-- begin MATERIAL PROVIDED --

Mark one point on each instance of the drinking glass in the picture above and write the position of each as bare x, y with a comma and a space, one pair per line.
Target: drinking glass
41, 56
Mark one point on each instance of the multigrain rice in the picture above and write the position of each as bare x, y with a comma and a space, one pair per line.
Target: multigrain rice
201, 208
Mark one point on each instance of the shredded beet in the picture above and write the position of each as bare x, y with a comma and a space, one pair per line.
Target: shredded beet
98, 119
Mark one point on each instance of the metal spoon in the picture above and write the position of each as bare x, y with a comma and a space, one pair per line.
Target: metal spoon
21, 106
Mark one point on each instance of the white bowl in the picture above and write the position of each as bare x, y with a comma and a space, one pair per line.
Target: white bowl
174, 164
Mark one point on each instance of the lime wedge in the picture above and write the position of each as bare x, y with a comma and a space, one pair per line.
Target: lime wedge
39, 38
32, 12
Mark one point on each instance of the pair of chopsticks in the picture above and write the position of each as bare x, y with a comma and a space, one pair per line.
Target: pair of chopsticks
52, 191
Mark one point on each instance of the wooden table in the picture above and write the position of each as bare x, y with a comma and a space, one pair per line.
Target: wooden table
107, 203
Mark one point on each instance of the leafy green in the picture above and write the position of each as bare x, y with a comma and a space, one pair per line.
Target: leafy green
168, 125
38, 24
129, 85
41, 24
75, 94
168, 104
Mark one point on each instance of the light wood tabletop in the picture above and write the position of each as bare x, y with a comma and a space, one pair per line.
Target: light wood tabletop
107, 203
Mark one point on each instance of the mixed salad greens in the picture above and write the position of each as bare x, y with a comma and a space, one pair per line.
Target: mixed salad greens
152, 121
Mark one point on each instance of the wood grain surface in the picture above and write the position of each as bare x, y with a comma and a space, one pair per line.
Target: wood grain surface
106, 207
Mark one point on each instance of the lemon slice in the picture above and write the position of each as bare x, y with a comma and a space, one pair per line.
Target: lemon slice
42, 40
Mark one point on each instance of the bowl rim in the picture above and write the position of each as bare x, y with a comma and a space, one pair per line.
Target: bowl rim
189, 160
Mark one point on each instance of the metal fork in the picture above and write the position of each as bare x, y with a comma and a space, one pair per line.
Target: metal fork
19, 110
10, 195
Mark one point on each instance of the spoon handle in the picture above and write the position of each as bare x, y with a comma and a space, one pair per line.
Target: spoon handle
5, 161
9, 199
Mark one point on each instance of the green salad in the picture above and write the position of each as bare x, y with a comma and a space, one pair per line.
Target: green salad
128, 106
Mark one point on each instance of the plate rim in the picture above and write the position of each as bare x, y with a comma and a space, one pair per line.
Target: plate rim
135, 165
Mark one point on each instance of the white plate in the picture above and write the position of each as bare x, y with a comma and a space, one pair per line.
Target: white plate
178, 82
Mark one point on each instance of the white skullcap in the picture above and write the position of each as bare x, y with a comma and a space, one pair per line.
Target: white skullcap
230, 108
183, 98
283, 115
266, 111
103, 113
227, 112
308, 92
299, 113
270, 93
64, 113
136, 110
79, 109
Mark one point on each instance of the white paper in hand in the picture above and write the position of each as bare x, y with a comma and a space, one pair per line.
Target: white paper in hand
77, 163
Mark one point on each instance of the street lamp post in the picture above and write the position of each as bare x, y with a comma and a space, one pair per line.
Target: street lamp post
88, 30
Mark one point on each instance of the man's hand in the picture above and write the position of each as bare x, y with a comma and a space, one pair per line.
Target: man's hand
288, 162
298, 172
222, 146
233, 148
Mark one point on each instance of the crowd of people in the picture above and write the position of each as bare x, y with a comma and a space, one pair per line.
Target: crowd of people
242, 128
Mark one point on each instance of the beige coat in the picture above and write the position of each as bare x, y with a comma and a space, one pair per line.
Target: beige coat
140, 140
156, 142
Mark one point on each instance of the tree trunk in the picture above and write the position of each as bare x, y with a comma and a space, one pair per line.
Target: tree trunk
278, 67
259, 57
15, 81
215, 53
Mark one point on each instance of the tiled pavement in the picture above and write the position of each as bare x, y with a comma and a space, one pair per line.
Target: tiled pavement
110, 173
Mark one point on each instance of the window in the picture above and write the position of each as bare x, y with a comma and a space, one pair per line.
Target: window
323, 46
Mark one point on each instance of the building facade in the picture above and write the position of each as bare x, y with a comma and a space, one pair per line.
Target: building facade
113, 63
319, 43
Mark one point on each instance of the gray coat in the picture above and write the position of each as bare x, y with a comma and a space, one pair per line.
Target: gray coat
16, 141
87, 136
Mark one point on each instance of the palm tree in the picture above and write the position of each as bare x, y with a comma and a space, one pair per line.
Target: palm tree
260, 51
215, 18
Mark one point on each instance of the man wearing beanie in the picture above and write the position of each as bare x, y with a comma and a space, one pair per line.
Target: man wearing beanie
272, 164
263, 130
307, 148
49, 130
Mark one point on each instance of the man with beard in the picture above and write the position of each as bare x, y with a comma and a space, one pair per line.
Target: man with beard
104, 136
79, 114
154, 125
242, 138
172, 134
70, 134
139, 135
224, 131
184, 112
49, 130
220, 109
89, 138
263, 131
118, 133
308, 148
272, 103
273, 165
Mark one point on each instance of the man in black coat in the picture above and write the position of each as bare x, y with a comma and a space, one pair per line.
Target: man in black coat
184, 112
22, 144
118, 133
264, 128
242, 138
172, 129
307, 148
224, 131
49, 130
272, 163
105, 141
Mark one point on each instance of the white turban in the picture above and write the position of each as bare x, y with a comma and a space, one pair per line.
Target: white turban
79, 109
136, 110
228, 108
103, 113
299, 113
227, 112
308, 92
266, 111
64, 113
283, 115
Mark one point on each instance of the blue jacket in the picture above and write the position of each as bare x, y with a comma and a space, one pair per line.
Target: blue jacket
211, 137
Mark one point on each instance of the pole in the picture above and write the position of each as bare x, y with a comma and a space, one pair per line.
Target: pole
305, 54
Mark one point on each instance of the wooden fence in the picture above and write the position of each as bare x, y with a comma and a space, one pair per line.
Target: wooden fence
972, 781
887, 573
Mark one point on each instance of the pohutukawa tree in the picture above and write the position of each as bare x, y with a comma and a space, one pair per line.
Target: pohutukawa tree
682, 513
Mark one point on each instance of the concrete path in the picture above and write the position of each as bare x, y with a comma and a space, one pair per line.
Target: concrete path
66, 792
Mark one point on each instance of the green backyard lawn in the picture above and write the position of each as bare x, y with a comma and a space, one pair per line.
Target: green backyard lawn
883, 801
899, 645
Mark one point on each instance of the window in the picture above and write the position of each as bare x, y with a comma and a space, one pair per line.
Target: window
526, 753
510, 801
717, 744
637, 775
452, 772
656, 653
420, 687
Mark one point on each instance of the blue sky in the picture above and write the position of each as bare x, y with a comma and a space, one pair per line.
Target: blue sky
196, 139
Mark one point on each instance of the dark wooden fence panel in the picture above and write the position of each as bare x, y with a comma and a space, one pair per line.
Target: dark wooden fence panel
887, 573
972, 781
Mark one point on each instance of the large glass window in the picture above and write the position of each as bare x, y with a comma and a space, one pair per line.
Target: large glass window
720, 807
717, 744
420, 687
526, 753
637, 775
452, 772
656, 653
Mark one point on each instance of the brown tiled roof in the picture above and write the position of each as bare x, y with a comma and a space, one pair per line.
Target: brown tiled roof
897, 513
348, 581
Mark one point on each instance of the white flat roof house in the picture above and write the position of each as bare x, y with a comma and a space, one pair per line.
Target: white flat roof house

-- end MATERIAL PROVIDED --

DIRECTIVE - Recast the stretch from the line containing "Mark one point on each instance of the white flat" through the end of the items as a Markdown table with the columns "Row" and "Line". Number each row, and leave out blank lines.

RESPONSE -
| Row | Line |
|---|---|
| 1 | Mark one point on each instance of the white flat roof house in the picture above and write the position of each as bare x, y with a comma and a space, one pair per line. |
| 2 | Target: white flat roof house |